··· Extracted records

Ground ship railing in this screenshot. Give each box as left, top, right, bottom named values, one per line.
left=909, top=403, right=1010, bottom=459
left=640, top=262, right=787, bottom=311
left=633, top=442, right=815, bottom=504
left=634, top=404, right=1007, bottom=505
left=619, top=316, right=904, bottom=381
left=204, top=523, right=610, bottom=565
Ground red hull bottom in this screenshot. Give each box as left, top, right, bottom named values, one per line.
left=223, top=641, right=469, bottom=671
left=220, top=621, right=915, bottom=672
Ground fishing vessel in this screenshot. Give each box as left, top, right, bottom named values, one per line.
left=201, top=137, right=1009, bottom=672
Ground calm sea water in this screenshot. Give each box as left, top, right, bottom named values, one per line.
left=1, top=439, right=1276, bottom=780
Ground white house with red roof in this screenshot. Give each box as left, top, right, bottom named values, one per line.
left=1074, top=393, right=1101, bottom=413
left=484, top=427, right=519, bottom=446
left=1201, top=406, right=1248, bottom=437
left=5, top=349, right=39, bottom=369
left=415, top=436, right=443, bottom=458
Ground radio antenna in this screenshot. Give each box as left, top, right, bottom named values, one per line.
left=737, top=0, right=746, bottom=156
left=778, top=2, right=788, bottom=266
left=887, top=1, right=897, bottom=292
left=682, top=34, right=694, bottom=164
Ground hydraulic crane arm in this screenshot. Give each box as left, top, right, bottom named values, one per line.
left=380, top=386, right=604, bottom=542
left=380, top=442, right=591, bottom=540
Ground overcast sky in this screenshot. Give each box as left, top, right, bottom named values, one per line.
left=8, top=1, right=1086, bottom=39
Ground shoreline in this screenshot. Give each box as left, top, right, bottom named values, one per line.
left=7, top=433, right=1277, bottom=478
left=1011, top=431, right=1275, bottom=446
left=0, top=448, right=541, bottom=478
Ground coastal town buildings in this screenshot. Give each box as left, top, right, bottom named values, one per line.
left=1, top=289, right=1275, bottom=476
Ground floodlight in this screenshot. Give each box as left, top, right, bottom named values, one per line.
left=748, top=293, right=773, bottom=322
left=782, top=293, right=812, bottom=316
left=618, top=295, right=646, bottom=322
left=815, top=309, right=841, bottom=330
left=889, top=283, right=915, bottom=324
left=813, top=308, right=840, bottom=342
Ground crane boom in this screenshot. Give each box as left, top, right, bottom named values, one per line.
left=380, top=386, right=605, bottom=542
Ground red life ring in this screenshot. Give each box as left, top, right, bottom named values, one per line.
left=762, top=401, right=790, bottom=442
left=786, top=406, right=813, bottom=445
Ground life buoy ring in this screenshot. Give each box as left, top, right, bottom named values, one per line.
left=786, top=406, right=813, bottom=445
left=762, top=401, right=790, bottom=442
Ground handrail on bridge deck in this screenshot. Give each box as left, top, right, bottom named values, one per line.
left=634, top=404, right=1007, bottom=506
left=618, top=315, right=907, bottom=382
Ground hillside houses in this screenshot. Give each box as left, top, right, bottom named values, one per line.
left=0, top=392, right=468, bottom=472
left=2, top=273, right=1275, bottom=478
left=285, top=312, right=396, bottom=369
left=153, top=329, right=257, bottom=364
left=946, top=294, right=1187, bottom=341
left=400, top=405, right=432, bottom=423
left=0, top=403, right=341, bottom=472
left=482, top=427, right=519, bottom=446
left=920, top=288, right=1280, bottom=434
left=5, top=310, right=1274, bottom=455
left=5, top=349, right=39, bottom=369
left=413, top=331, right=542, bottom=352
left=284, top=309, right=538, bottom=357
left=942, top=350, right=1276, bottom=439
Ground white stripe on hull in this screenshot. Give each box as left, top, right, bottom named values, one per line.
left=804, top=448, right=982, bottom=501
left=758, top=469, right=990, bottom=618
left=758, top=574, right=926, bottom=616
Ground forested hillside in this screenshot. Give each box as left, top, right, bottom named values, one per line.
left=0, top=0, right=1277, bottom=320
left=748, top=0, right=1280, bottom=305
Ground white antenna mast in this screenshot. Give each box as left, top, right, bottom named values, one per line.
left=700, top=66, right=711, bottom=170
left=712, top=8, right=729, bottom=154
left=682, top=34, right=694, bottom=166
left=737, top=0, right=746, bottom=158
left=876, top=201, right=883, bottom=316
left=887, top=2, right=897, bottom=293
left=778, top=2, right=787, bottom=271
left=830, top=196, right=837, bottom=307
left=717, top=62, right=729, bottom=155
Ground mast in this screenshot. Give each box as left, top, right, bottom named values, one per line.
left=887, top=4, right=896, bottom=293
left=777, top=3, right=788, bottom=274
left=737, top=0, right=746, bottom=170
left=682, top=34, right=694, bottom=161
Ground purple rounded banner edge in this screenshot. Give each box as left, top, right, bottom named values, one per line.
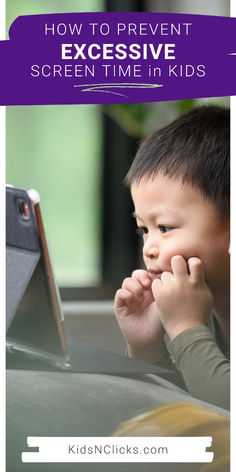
left=0, top=12, right=235, bottom=105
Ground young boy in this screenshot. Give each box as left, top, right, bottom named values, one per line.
left=114, top=105, right=230, bottom=410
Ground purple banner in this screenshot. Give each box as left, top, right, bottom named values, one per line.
left=0, top=12, right=236, bottom=105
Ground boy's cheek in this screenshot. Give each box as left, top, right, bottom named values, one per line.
left=142, top=236, right=202, bottom=271
left=159, top=247, right=193, bottom=271
left=163, top=238, right=203, bottom=265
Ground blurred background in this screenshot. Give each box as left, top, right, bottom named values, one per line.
left=6, top=0, right=229, bottom=303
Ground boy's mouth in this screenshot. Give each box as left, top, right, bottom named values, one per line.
left=148, top=270, right=163, bottom=280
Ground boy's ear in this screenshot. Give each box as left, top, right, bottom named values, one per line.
left=228, top=245, right=230, bottom=255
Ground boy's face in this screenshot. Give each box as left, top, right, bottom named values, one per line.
left=131, top=173, right=230, bottom=304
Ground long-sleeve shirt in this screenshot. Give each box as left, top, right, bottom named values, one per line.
left=163, top=315, right=230, bottom=410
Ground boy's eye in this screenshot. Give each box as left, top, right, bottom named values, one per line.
left=159, top=225, right=172, bottom=234
left=136, top=226, right=148, bottom=236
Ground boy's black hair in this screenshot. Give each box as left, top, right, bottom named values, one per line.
left=125, top=105, right=230, bottom=217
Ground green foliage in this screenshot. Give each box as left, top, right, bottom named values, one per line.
left=105, top=97, right=229, bottom=140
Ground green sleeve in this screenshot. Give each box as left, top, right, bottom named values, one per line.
left=167, top=325, right=230, bottom=410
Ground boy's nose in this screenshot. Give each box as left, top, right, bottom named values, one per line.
left=143, top=235, right=159, bottom=259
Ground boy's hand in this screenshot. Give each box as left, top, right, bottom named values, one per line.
left=152, top=256, right=214, bottom=340
left=114, top=269, right=165, bottom=363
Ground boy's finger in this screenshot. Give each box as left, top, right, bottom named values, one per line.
left=160, top=271, right=173, bottom=285
left=171, top=255, right=188, bottom=278
left=188, top=257, right=204, bottom=283
left=122, top=277, right=143, bottom=297
left=151, top=278, right=162, bottom=299
left=114, top=288, right=134, bottom=309
left=132, top=269, right=152, bottom=287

······

:: What you are asked to do ::
The output must be every line of the records, printed exactly, with the pictures omitted.

:: Written response ::
Ground ship railing in this screenshot. Give each box as left, top, right, bottom named values, one per line.
left=909, top=403, right=1010, bottom=459
left=640, top=262, right=787, bottom=311
left=633, top=442, right=815, bottom=504
left=634, top=404, right=1007, bottom=505
left=619, top=316, right=904, bottom=381
left=204, top=523, right=610, bottom=565
Ground red hull bottom in this screenshot. Give each box as left, top, right, bottom named values, one per line.
left=223, top=641, right=469, bottom=671
left=220, top=621, right=915, bottom=672
Ground fishing vessel in this screenshot. Give each box as left, top, right, bottom named values, one per line.
left=201, top=137, right=1009, bottom=672
Ground calm sea water in this screenshot. Give each box as left, top, right, bottom named values, one per line.
left=1, top=439, right=1276, bottom=780
Ground white house with red roof in this screenshot. Give each box as left, top, right, bottom named values, one per line.
left=1074, top=393, right=1101, bottom=413
left=484, top=427, right=519, bottom=446
left=1201, top=406, right=1248, bottom=437
left=5, top=349, right=39, bottom=369
left=415, top=436, right=443, bottom=458
Ground radio antenna in this screenshot. Give each box as left, top, right, bottom named values, one per line.
left=737, top=0, right=746, bottom=156
left=778, top=2, right=788, bottom=266
left=887, top=1, right=897, bottom=292
left=682, top=34, right=694, bottom=164
Ground hydraulic crane arm in this screenshot. Give each box as left, top, right, bottom named values, one per line.
left=380, top=386, right=604, bottom=542
left=380, top=442, right=591, bottom=540
Ground overcast sky in this screenshot. Give each box as left, top, right, bottom named values, one per line.
left=8, top=1, right=1086, bottom=39
Ground shoreline in this screenshot. Give each box as left, top, right, bottom named values, one per line.
left=7, top=433, right=1277, bottom=478
left=1011, top=431, right=1275, bottom=446
left=0, top=448, right=541, bottom=478
Ground coastal town buildings in this screenshot. Give each box as left, top, right, bottom named values, one per line.
left=1, top=289, right=1275, bottom=476
Ground floodlight in this screenshot. Give each box as left, top, right, bottom named values, one per line.
left=748, top=293, right=773, bottom=322
left=782, top=293, right=812, bottom=316
left=618, top=295, right=646, bottom=322
left=815, top=309, right=841, bottom=330
left=889, top=283, right=915, bottom=324
left=813, top=308, right=840, bottom=342
Ground crane boom in this screenshot. Give each box as left, top, right, bottom named values, one per line.
left=380, top=386, right=605, bottom=542
Ground red life ring in this screenshot. Give each box as left, top, right, bottom named values, one per line.
left=762, top=401, right=790, bottom=442
left=786, top=406, right=813, bottom=445
Ground life buoy ring in this screenshot. Give each box as left, top, right, bottom named values, one per line.
left=786, top=406, right=813, bottom=445
left=762, top=401, right=790, bottom=442
Ground handrail on bridge deck in this screenshot. Give each box as left, top, right, bottom named values, one per line.
left=634, top=404, right=1007, bottom=506
left=618, top=315, right=907, bottom=382
Ground hillside houses in this screenshot. Give each box as left, top, right, bottom named values, one per line.
left=0, top=392, right=468, bottom=472
left=2, top=273, right=1275, bottom=478
left=285, top=312, right=396, bottom=369
left=153, top=329, right=257, bottom=364
left=946, top=294, right=1187, bottom=341
left=400, top=405, right=432, bottom=423
left=0, top=403, right=341, bottom=472
left=482, top=427, right=519, bottom=446
left=920, top=288, right=1280, bottom=434
left=5, top=310, right=1274, bottom=455
left=5, top=349, right=39, bottom=369
left=413, top=331, right=542, bottom=352
left=284, top=309, right=538, bottom=357
left=942, top=350, right=1276, bottom=439
Ground white stripe on hull in this screenshot. Give each box as left, top, right, bottom named values, one per line.
left=804, top=448, right=982, bottom=501
left=758, top=469, right=990, bottom=618
left=758, top=574, right=926, bottom=616
Ground forested hillside in this screenshot. Give each box as left, top, right, bottom named values, one per line.
left=0, top=0, right=1277, bottom=320
left=748, top=0, right=1280, bottom=305
Ground white antenna mast in this screenshot. Give each box as left, top, right, bottom named values, one per line.
left=700, top=66, right=711, bottom=170
left=712, top=8, right=729, bottom=154
left=682, top=34, right=694, bottom=166
left=737, top=0, right=746, bottom=158
left=876, top=201, right=883, bottom=316
left=887, top=2, right=897, bottom=293
left=778, top=2, right=787, bottom=271
left=830, top=196, right=837, bottom=307
left=717, top=62, right=729, bottom=155
Ground mast in this screenshot. Give each box as left, top, right, bottom named values, one per line.
left=887, top=4, right=896, bottom=293
left=777, top=3, right=788, bottom=274
left=737, top=0, right=746, bottom=170
left=682, top=34, right=694, bottom=161
Ground purple rounded banner edge in this screenshot. Give each box as left, top, right, bottom named values, one per line.
left=0, top=12, right=235, bottom=105
Ground young boy in this screenshot. Give each box as left, top, right, bottom named values, one per line.
left=114, top=105, right=230, bottom=410
Ground purple banner in this screenshot. Give each box as left, top, right, bottom named values, one per line.
left=0, top=12, right=236, bottom=105
Ground boy's cheek in this screenshot. Give each box as left, top, right, bottom named values, one per line.
left=142, top=236, right=202, bottom=271
left=159, top=247, right=193, bottom=271
left=163, top=238, right=203, bottom=265
Ground blurred background in this screenshot. Give each box as left, top, right, bottom named values, one per line.
left=6, top=0, right=229, bottom=303
Ground boy's mouth in this screenshot. Give each box as left, top, right, bottom named values, one per line.
left=148, top=270, right=163, bottom=280
Ground boy's ear in this screenshot. Give each box as left, top, right, bottom named values, one per line.
left=228, top=245, right=230, bottom=255
Ground boy's face in this screenshot. Give each box as left, top, right, bottom named values, one per line.
left=131, top=173, right=230, bottom=304
Ground long-sleeve shirt in this screenshot. Give each box as left, top, right, bottom named values, one per line.
left=163, top=315, right=230, bottom=410
Ground boy's eye in this screenshot. Give each box as left, top, right, bottom named values, one per line.
left=159, top=225, right=172, bottom=234
left=136, top=226, right=148, bottom=236
Ground boy's black hair in this screenshot. Give each box as left, top, right, bottom named values, one per line.
left=125, top=105, right=230, bottom=217
Ground green foliage in this screenshot. Give each box as left, top, right, bottom named values, one per line.
left=105, top=97, right=229, bottom=140
Ground green sleeve in this screenshot. Give each box as left, top, right, bottom named values, one per line.
left=167, top=325, right=230, bottom=410
Ground boy's nose in this screenshot. Give each box as left, top, right, bottom named values, one per line.
left=143, top=235, right=159, bottom=259
Ground boy's hand in this screenshot. Give each box as left, top, right, bottom named values, one per line.
left=152, top=256, right=214, bottom=340
left=114, top=269, right=165, bottom=363
Ground boy's finger in this screenshot. Give each box as left, top, right, bottom named values, one per line.
left=160, top=271, right=173, bottom=285
left=171, top=255, right=188, bottom=278
left=188, top=257, right=204, bottom=283
left=122, top=277, right=143, bottom=297
left=151, top=278, right=162, bottom=299
left=114, top=288, right=134, bottom=309
left=132, top=269, right=152, bottom=287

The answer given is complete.